::: Sayfa Alıntısı
RTÜK, seks içerikli yayınlara kırmızı nokta koyacağına, bu dizileri kaldırtsın önce! Bize daha fazla Müjde Ar lazım...

9 Şubat 2011 Çarşamba

Mastürbasyonuma Dokunmayın!


Mastürbasyon... Kadınlar için tabulardan belki de en büyüğü. Bazıları küçük yaşlardan beri yapar, bazısı yapmaya, hatta bedenine aynada bakmaya bile utanır. Fakat şurası kesin; yapsa da yapmasa da kadınlar mastürbasyon konusunda konuşmaktan korkunç utanır!
Erkeklerde ise tam tersi söz konusu. Küçüklüğünde "en uzağa kim işer"le başlayan sik muhabbeti, ilk ıslak rüyalarını görmeye başladıklarından itibaren "seninki kaç santim", "fincanı dolduracak kadar boşaltıyor musun", "çavuşu tokatladın mı" muhabbetine dönüşür. Utanmak bir yana, bilakis, gururla, yüksek sesle anlatırlar hikayelerini her ortamda.
::::::
Çözülecek Sorun: Yukarıdaki sayfa alıntısını baştan sona, tek harfini değiştirmeden çıkarıp yaz.
::: Verilen Malzeme
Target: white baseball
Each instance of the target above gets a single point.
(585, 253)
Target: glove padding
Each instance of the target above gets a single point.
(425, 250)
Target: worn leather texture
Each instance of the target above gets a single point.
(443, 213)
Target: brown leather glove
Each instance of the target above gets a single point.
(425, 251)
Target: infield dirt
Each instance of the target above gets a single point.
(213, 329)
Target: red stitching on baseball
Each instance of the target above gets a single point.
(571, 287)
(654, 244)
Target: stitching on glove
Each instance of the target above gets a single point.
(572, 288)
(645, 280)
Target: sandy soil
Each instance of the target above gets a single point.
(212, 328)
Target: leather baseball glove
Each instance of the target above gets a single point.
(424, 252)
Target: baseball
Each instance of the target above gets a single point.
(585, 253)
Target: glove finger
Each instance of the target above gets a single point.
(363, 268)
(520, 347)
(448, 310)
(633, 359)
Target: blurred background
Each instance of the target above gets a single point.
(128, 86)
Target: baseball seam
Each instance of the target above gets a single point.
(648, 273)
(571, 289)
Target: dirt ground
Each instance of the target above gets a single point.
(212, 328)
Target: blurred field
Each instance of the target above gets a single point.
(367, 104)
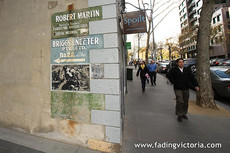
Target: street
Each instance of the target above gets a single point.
(150, 119)
(222, 101)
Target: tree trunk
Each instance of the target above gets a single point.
(147, 49)
(205, 96)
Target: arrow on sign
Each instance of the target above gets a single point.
(69, 60)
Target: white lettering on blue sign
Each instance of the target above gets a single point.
(134, 20)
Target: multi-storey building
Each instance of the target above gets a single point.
(189, 19)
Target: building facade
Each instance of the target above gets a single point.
(62, 70)
(189, 19)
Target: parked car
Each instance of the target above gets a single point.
(213, 61)
(162, 67)
(189, 62)
(220, 77)
(217, 61)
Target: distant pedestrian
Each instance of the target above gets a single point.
(180, 77)
(143, 71)
(135, 64)
(152, 72)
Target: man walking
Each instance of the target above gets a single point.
(180, 77)
(152, 72)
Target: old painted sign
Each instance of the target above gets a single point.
(74, 23)
(128, 45)
(70, 77)
(134, 22)
(74, 49)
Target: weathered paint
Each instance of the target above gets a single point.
(74, 23)
(74, 49)
(97, 71)
(104, 146)
(75, 106)
(70, 77)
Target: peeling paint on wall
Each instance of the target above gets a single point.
(75, 106)
(70, 77)
(52, 4)
(97, 71)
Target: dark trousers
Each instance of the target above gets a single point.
(143, 82)
(182, 97)
(153, 76)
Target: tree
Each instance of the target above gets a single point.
(173, 46)
(205, 96)
(217, 35)
(150, 20)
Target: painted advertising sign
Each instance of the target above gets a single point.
(70, 77)
(74, 23)
(74, 49)
(134, 22)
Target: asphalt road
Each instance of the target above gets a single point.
(224, 102)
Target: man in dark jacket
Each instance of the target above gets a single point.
(143, 70)
(180, 77)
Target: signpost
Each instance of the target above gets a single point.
(74, 23)
(74, 49)
(134, 22)
(128, 45)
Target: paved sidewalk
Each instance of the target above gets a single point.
(17, 142)
(150, 118)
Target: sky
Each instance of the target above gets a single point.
(168, 27)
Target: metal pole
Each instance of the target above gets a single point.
(138, 47)
(154, 49)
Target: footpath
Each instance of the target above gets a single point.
(18, 142)
(151, 125)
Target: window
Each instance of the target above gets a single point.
(214, 20)
(212, 42)
(218, 18)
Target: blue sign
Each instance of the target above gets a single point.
(74, 49)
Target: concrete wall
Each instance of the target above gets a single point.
(25, 93)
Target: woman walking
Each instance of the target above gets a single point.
(143, 70)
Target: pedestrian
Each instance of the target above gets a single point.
(135, 64)
(180, 77)
(152, 72)
(143, 71)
::::::
Tamamlanan Görev:
RTÜK, seks içerikli yayınlara kırmızı nokta koyacağına, bu dizileri kaldırtsın önce! Bize daha fazla Müjde Ar lazım...

9 Şubat 2011 Çarşamba

Mastürbasyonuma Dokunmayın!


Mastürbasyon... Kadınlar için tabulardan belki de en büyüğü. Bazıları küçük yaşlardan beri yapar, bazısı yapmaya, hatta bedenine aynada bakmaya bile utanır. Fakat şurası kesin; yapsa da yapmasa da kadınlar mastürbasyon konusunda konuşmaktan korkunç utanır!
Erkeklerde ise tam tersi söz konusu. Küçüklüğünde "en uzağa kim işer"le başlayan sik muhabbeti, ilk ıslak rüyalarını görmeye başladıklarından itibaren "seninki kaç santim", "fincanı dolduracak kadar boşaltıyor musun", "çavuşu tokatladın mı" muhabbetine dönüşür. Utanmak bir yana, bilakis, gururla, yüksek sesle anlatırlar hikayelerini her ortamda.